+++ Section de texte

Un médicament contre le cancer du sein bientôt utilisé contre une maladie génétique rare ?

Des chercheurs de l’équipe Génétique des anomalies du développement du Centre de recherche translationnelle en médecine moléculaire de l’université de Bourgogne et de la FHU Translad conduisent actuellement un essai clinique au sein du Centre d’investigation clinique du CHU Dijon Bourgogne pour démontrer l’efficacité de l’alpelisib chez des patients atteints du syndrome MCAP, une maladie génétique rare.

Le Centre d’investigation clinique du CHU Dijon Bourgogne mène actuellement un essai clinique pour démontrer l’efficacité chez des patients atteints d’une maladie génétique rare d’un médicament jusqu’alors utilisé dans le cancer du sein. (Crédit : ON HEALTH)

« Au total, 18 patients venant de neuf centres répartis en France vont être traités pendant deux ans avec ce médicament produit par Novartis et déjà indiqué dans le traitement du cancer du sein, détaille le docteur Maxime Luu, médecin pharmacologue au sein du Centre d’investigation clinique du CHU Dijon Bourgogne. Nous évaluerons, en partenariat avec l’Hôpital Necker à Paris, les patients tous les six mois, à la fois cliniquement, biologiquement, ou encore avec de l’imagerie médicale et des tests neuro-cognitifs, pour vérifier l’efficacité, mais aussi la sécurité de ce médicament. »

Un gène commun au cancer du sein et à cette maladie génétique rare

À l’origine de cette étude portée par le professeur Laurence Faivre, responsable du centre de génétique du CHU Dijon Bourgogne, le constat que l’alpelisib inhibait le gène PIK3CA qui, lorsqu’il est hyperactivé lors de son expression, peut créer certaines formes d’hypercroissances comme des cancers, des tumeurs ou encore des malformations. Jusqu’alors indiqué dans le cancer du sein, ce médicament pourrait donc avoir une efficacité contre le syndrome MCAP qui est notamment dû à une hypercroissance localisée au niveau du cerveau. Un autre essai clinique avait déjà démontré que ce médicament permettrait de réduire les hypercroissances touchant certaines régions du corps des patients, et améliorerait ainsi les douleurs, la fatigue et la qualité de vie. Il reste néanmoins à prouver l’efficacité de ce traitement chez les personnes présentant des atteintes cérébrales. « Sesam est le premier essai mondial dédié aux patients atteints du syndrome MCAP. Il permettra, si le médicament fait ses preuves, d’autoriser l’utilisation de l’alpelisib en soins courants », explique le docteur Maxime Luu. Résultats finaux attendus pour 2027.

++++++

● Consignes de travail:
- a) Selon l'article sur l'alpelisib, combien de patients seront traités au cours de l'essai clinique ?
- b) Dans l'article sur l'alpelisib, relevez toutes les manières dont les patients seront évalués tous les six mois.
- c) Poursuivez l'article sur l'alpelisib après sa dernière phrase.
Les données qui suivent n'ont aucun lien avec l'article sur l'alpelisib.

+++ Données fournies

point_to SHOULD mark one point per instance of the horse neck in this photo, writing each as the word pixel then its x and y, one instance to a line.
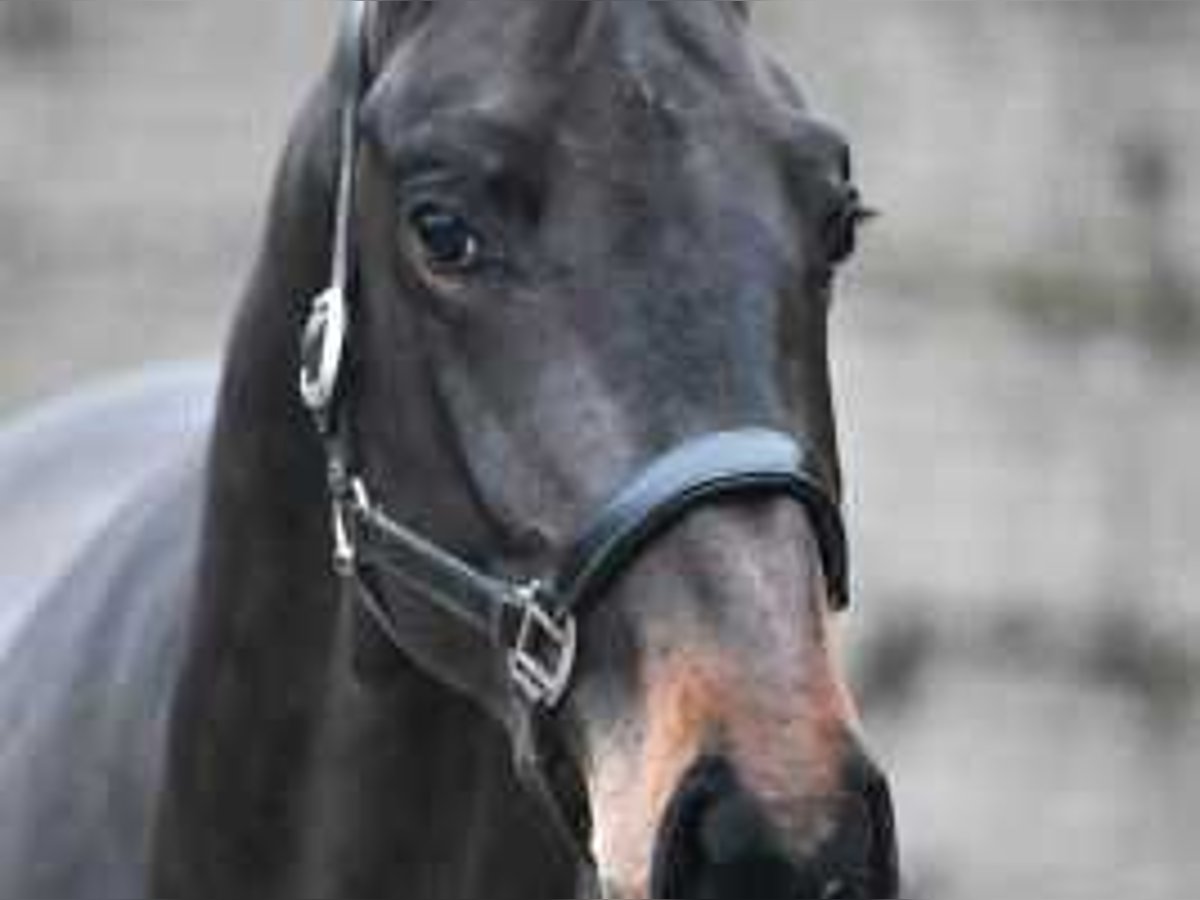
pixel 286 773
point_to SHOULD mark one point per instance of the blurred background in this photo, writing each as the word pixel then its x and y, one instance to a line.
pixel 1017 355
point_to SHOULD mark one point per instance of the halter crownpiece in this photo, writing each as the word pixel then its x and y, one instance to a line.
pixel 533 623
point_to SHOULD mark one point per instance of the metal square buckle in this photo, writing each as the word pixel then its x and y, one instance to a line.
pixel 541 660
pixel 322 349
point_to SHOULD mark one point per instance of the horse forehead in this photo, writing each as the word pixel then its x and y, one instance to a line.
pixel 528 64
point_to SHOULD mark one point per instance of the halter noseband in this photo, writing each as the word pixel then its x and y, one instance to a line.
pixel 534 623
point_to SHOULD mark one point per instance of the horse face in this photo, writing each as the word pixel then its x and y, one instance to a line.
pixel 604 228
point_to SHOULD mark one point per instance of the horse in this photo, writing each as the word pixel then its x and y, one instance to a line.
pixel 509 557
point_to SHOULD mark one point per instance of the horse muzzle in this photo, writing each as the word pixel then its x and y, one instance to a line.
pixel 720 840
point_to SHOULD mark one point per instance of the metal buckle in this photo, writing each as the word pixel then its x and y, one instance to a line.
pixel 541 661
pixel 324 342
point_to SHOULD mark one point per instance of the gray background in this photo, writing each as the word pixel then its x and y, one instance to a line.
pixel 1015 354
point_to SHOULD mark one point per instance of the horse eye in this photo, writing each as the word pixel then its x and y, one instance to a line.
pixel 445 239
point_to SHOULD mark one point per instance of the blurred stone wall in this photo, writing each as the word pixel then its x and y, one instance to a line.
pixel 1018 367
pixel 1015 354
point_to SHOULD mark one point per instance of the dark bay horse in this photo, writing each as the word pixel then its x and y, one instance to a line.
pixel 529 592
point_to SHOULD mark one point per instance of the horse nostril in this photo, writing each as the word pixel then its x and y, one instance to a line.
pixel 719 841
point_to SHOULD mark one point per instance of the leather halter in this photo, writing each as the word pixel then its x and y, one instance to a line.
pixel 534 623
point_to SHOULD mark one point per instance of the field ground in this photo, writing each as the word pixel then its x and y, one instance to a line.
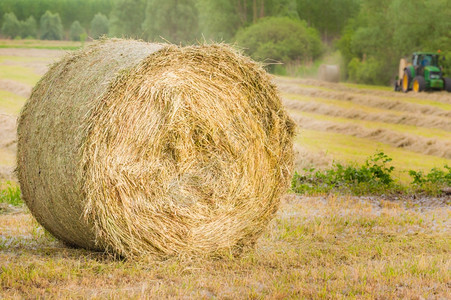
pixel 317 247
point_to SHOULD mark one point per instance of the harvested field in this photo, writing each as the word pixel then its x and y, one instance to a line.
pixel 316 247
pixel 417 125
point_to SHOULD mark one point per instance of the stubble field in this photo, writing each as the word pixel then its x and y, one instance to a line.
pixel 316 247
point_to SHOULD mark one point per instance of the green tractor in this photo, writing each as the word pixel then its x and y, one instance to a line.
pixel 424 73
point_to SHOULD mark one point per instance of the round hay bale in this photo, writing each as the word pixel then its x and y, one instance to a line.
pixel 330 73
pixel 153 149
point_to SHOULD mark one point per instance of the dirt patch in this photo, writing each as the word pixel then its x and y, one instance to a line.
pixel 15 87
pixel 8 130
pixel 45 53
pixel 8 144
pixel 368 100
pixel 406 118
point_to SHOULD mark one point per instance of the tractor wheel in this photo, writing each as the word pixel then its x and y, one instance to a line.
pixel 447 84
pixel 419 84
pixel 405 81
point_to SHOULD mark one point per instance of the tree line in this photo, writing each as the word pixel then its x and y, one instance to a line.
pixel 371 35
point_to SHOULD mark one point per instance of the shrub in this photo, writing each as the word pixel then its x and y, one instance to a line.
pixel 282 39
pixel 76 31
pixel 373 177
pixel 99 26
pixel 51 26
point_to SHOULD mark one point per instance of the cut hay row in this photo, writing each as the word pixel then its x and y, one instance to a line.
pixel 348 149
pixel 415 143
pixel 160 151
pixel 338 109
pixel 372 101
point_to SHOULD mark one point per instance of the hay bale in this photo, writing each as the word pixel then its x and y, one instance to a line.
pixel 330 73
pixel 153 149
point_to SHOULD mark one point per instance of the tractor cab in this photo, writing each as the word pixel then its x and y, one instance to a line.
pixel 423 73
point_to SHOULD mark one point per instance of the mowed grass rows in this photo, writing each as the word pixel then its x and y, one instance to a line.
pixel 348 123
pixel 316 247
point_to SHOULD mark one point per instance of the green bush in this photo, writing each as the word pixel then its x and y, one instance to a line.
pixel 76 31
pixel 370 71
pixel 373 177
pixel 29 28
pixel 51 26
pixel 99 26
pixel 280 39
pixel 10 195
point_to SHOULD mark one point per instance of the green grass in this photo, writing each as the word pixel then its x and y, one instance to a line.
pixel 342 104
pixel 7 157
pixel 348 149
pixel 20 74
pixel 10 193
pixel 10 103
pixel 40 44
pixel 368 87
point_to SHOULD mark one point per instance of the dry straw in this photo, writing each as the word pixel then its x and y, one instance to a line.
pixel 153 149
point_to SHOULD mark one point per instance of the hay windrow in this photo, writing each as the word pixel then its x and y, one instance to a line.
pixel 147 149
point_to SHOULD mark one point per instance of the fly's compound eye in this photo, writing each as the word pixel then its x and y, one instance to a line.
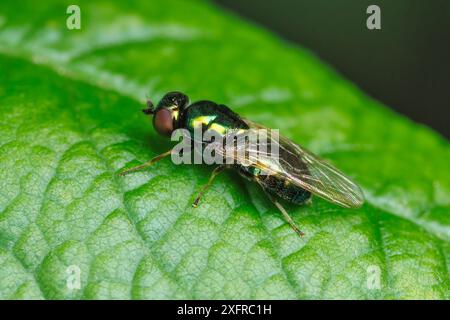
pixel 163 122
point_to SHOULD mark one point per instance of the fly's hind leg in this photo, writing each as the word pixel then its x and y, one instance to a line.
pixel 214 174
pixel 286 216
pixel 145 164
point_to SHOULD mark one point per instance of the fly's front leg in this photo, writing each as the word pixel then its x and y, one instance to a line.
pixel 215 172
pixel 286 216
pixel 145 164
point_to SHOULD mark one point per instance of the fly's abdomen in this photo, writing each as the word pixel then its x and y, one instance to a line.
pixel 276 185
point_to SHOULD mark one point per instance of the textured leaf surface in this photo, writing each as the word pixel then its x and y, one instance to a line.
pixel 70 120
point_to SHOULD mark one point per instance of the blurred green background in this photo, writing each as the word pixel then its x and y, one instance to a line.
pixel 405 64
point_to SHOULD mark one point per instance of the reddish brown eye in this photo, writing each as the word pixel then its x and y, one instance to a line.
pixel 163 122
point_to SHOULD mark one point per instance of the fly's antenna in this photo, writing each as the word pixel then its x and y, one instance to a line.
pixel 150 107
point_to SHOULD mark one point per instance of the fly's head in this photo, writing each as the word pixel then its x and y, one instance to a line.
pixel 167 113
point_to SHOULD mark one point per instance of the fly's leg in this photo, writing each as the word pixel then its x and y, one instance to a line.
pixel 286 216
pixel 145 164
pixel 215 172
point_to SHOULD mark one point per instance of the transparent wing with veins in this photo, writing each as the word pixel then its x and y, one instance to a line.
pixel 297 165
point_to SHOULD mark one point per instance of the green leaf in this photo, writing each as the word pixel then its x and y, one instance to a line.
pixel 70 119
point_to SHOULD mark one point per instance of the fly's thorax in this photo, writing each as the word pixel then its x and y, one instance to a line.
pixel 207 115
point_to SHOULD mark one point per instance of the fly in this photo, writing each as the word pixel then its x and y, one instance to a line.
pixel 295 177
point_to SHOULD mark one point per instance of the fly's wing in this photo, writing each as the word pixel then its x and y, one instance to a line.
pixel 297 165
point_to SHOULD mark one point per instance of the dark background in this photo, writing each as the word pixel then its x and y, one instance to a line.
pixel 405 65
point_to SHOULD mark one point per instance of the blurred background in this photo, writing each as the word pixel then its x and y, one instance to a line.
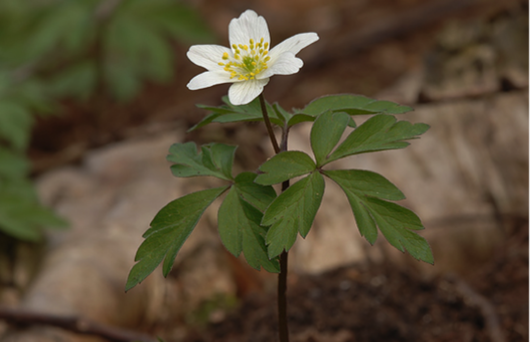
pixel 93 93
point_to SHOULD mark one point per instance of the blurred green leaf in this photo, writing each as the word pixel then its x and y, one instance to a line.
pixel 12 165
pixel 15 124
pixel 21 215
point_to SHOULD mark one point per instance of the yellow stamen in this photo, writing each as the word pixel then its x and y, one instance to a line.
pixel 247 61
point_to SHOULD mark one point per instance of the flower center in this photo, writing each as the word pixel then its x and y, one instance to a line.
pixel 247 61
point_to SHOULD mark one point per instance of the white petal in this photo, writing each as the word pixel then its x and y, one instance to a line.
pixel 207 56
pixel 248 25
pixel 208 79
pixel 285 64
pixel 241 93
pixel 293 44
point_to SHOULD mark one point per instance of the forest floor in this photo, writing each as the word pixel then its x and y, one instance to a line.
pixel 382 302
pixel 359 303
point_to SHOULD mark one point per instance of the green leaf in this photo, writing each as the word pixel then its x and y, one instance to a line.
pixel 12 165
pixel 326 133
pixel 258 196
pixel 240 231
pixel 299 118
pixel 15 124
pixel 231 113
pixel 281 113
pixel 292 212
pixel 352 105
pixel 379 133
pixel 21 214
pixel 169 229
pixel 365 191
pixel 213 160
pixel 284 166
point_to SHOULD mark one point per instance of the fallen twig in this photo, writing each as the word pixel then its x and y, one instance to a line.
pixel 72 323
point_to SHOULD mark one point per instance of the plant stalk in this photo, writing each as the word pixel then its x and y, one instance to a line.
pixel 283 328
pixel 268 124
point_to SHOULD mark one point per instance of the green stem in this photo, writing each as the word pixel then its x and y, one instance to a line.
pixel 283 327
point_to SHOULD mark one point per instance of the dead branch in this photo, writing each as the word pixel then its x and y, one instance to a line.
pixel 74 324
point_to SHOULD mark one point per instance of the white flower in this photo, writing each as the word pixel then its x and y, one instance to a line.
pixel 248 63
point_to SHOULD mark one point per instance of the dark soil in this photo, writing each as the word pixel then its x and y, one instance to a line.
pixel 372 303
pixel 360 303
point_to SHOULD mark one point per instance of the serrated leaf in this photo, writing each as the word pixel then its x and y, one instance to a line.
pixel 379 133
pixel 326 133
pixel 396 223
pixel 169 230
pixel 352 105
pixel 213 160
pixel 259 196
pixel 293 212
pixel 299 118
pixel 365 191
pixel 240 231
pixel 284 166
pixel 231 113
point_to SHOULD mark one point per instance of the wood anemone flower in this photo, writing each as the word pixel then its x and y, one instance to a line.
pixel 248 63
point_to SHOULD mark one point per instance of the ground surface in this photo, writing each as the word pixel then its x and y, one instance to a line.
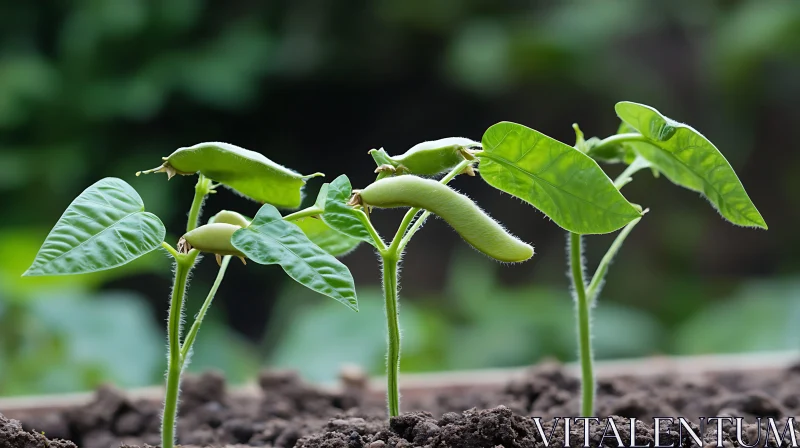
pixel 289 413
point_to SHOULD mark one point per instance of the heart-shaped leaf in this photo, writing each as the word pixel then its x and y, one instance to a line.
pixel 330 240
pixel 564 183
pixel 342 217
pixel 688 159
pixel 271 240
pixel 247 172
pixel 105 227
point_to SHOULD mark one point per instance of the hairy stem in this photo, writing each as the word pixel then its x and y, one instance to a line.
pixel 392 319
pixel 184 263
pixel 602 269
pixel 584 325
pixel 198 320
pixel 620 138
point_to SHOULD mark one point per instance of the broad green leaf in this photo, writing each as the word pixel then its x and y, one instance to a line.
pixel 330 240
pixel 342 217
pixel 271 240
pixel 688 159
pixel 562 182
pixel 105 227
pixel 247 172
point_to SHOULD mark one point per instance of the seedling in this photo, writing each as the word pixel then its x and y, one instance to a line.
pixel 648 139
pixel 568 185
pixel 107 226
pixel 399 185
pixel 564 182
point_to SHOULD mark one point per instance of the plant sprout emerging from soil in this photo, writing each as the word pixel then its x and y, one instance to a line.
pixel 107 226
pixel 568 185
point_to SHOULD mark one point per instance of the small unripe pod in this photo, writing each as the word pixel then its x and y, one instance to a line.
pixel 426 158
pixel 464 216
pixel 214 238
pixel 230 217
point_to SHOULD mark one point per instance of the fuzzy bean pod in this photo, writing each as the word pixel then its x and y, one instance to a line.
pixel 230 217
pixel 214 238
pixel 248 172
pixel 426 158
pixel 464 216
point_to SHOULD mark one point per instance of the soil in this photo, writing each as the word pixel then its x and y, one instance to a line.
pixel 290 413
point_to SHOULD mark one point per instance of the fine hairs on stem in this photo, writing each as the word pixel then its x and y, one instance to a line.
pixel 584 324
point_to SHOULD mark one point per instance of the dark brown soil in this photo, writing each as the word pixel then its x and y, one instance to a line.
pixel 12 435
pixel 289 413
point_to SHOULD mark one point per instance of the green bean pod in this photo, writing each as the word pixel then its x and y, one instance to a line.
pixel 230 217
pixel 248 172
pixel 214 238
pixel 464 216
pixel 426 158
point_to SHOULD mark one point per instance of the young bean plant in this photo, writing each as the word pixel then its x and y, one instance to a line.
pixel 107 226
pixel 567 184
pixel 399 185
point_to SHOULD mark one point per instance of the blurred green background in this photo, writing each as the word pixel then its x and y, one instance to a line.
pixel 99 88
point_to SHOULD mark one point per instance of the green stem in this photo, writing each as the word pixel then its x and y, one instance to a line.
pixel 390 258
pixel 184 263
pixel 620 138
pixel 392 320
pixel 198 320
pixel 201 190
pixel 599 275
pixel 584 326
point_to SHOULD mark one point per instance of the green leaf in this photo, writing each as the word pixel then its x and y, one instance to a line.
pixel 105 227
pixel 562 182
pixel 271 240
pixel 330 240
pixel 247 172
pixel 342 217
pixel 688 159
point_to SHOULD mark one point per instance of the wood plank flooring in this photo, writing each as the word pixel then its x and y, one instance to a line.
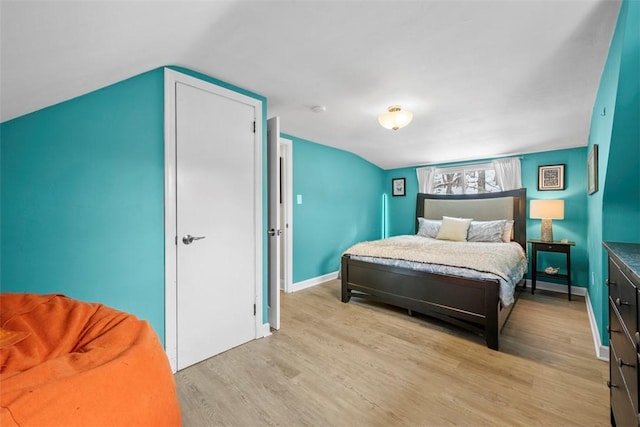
pixel 365 364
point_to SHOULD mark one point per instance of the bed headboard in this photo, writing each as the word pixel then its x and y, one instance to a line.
pixel 482 207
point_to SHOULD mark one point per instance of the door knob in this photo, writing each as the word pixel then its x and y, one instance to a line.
pixel 274 232
pixel 188 239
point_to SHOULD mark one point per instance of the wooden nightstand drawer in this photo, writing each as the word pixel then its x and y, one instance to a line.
pixel 623 355
pixel 624 295
pixel 621 403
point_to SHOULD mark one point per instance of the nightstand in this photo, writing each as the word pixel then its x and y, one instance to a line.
pixel 556 246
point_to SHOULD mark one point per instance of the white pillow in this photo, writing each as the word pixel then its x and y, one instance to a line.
pixel 454 229
pixel 508 231
pixel 486 231
pixel 428 227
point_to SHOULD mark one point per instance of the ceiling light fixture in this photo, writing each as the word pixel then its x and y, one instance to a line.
pixel 396 118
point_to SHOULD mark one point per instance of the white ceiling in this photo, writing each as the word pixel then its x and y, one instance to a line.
pixel 483 78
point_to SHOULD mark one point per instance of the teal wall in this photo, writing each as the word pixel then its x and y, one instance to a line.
pixel 341 205
pixel 82 192
pixel 614 211
pixel 83 197
pixel 401 212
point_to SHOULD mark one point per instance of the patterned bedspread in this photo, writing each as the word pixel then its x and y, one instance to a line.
pixel 506 262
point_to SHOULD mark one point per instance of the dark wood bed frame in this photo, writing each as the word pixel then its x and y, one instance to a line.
pixel 473 304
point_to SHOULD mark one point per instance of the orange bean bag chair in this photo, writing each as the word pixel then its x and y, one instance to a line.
pixel 69 363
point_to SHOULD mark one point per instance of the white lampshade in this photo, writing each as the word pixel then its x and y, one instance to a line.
pixel 549 209
pixel 546 210
pixel 396 118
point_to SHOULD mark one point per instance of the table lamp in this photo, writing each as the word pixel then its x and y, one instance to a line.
pixel 546 210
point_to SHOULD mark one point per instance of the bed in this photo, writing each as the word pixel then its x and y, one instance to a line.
pixel 472 303
pixel 65 362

++++++

● Réponses:
- a) 18 patients.

- b) Cliniquement, biologiquement, par imagerie médicale et par des tests neuro-cognitifs.

- c)
Cette maladie rare d’origine génétique crée des troubles des apprentissages, accompagnés éventuellement d’une déficience intellectuelle et d’une hypotonie. On observe parfois des crises d’épilepsie, associées ou non à une hypercroissance des membres ou des extrémités et des anomalies vasculaires cutanées. En 2020, plus de 200 cas de cette maladie génétique rare sont rapportés dans le monde sans prédominance de sexe.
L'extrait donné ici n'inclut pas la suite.